Excerpted text =>
^^^^^^^^
Linda Kass, owner of Gramercy Books in Bexley, Ohio, said she has been having ongoing discussions with publishers and booksellers, and more talks are planned. “All of us have quite a bit to figure out,” she added. “This is not about flicking a switch on and suddenly we are holding in-person events. We will be taking baby steps to develop safe plans aligned with the guidelines we get from the CDC. The other item that any bookstore has to consider involves their location and what the situation with Covid is in their community.”
In-store events do not appear to be in the cards anytime soon, but that doesn’t mean bookstore owners have given up on the idea of bringing a limited number of authors to outdoor events. Gramercy has three curbside (outdoor) book signings scheduled—on May 1, June 5, and June 12. But Kass said anything more ambitious will require more discussion and planning, noting that she is beginning to meet with representatives from bigger venues with whom Gramercy has worked with in the past to understand their timing and protocols.
The Book Cellar in Chicago is hosting outdoor author events in its sidewalk seating area in front of the store. “We’ll host whoever would do it,” said owner Suzy Takacs, explaining that authors can do short readings and sign books while people sit at the tables and drink wine. On June 26, crime writers Tracy Clark and Lori Rader-Day will appear outside the Book Cellar. “It’s a start, but so hard to predict,” Takacs noted, adding that she’d feel secure hosting outdoor events through September.
Publishers, too, are doing experiments with outdoor author events. Daley Farr, a publicist at Coffee House Press, said that to promote the June release of Moheb Soliman’s debut poetry collection, Homes, it’s looking for outdoor public locations around the Great Lakes region that have enough room to allow for space between attendees. Coffee House will work with potential partners to develop clear Covid protocols, including mask requirements, she added.
^^^^^^^^
Questions on the material =>
• A. List every person named in the bookstore events excerpt.
• B. From the bookstore events excerpt, set down word for word the passage starting at "Publishers, too, are" and ending at "requirements, she added.".
The entries are independent material and bear no relation to the bookstore events excerpt.

Image-backed grounding data:
^^^^^^^^
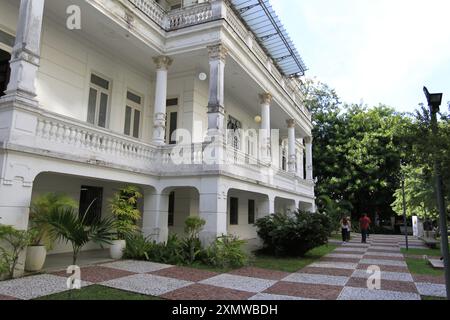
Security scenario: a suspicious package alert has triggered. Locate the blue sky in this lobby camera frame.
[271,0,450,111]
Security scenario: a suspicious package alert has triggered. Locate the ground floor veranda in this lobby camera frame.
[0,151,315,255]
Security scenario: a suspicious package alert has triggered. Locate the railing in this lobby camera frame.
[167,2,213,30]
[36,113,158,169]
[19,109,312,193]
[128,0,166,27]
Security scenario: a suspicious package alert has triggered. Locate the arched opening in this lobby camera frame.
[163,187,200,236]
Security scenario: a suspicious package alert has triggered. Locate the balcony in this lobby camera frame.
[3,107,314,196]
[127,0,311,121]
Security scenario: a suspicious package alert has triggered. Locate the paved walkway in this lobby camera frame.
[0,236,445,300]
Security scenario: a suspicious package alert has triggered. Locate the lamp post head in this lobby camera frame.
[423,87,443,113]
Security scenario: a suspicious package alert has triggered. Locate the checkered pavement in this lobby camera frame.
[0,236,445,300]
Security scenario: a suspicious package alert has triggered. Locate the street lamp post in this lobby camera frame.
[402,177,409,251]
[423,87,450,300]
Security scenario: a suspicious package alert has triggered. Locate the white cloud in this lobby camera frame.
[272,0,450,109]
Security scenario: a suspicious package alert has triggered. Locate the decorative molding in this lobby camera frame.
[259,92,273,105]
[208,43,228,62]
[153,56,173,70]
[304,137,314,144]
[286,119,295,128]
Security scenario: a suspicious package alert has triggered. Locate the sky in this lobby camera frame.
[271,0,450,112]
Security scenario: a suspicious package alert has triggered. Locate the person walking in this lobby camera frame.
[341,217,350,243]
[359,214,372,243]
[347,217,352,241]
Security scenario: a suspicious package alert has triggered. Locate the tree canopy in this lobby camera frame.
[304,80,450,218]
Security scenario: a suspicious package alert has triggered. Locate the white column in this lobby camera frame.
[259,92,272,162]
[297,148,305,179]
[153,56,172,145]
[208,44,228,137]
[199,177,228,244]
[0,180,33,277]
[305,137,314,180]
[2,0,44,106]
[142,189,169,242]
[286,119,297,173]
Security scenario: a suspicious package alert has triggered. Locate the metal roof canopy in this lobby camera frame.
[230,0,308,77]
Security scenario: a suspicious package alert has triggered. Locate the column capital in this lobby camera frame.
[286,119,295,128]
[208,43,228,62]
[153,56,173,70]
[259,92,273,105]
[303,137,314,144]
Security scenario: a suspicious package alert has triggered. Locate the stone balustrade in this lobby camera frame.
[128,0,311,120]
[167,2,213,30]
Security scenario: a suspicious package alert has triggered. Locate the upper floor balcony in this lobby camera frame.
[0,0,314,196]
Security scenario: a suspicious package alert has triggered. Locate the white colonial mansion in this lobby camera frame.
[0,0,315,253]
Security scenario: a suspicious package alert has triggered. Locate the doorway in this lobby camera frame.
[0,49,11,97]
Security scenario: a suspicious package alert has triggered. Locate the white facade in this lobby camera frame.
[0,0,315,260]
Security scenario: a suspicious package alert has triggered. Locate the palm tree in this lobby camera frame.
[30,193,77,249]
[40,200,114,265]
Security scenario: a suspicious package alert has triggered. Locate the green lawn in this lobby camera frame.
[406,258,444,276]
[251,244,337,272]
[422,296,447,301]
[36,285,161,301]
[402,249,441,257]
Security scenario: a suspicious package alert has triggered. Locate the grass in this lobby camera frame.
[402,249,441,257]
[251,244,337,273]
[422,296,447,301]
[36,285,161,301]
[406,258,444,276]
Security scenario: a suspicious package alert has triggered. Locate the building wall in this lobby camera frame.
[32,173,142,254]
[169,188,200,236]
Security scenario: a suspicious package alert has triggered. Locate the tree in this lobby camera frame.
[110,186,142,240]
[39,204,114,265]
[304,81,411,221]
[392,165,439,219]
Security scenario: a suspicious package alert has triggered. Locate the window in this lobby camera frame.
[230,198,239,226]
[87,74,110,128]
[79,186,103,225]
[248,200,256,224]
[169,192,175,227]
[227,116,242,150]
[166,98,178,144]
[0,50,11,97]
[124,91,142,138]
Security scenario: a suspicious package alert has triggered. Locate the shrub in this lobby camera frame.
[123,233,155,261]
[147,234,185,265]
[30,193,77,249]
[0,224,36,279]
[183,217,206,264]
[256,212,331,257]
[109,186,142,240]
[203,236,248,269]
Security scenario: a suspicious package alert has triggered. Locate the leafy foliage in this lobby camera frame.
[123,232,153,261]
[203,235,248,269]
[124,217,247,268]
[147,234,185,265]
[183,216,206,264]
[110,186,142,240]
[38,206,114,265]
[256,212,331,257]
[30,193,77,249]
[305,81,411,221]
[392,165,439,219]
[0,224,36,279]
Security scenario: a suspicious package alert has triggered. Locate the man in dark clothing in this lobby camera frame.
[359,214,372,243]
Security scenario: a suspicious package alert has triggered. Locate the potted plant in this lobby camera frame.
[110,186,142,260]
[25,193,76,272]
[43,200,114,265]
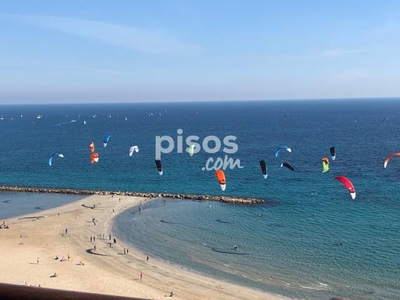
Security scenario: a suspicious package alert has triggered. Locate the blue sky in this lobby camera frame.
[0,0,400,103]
^^^^^^^^
Completed exercise =>
• A. Linda Kass, Suzy Takacs, Tracy Clark, Lori Rader-Day, Daley Farr, Moheb Soliman

• B.
Publishers, too, are doing experiments with outdoor author events. Daley Farr, a publicist at Coffee House Press, said that to promote the June release of Moheb Soliman’s debut poetry collection, Homes, it’s looking for outdoor public locations around the Great Lakes region that have enough room to allow for space between attendees. Coffee House will work with potential partners to develop clear Covid protocols, including mask requirements, she added.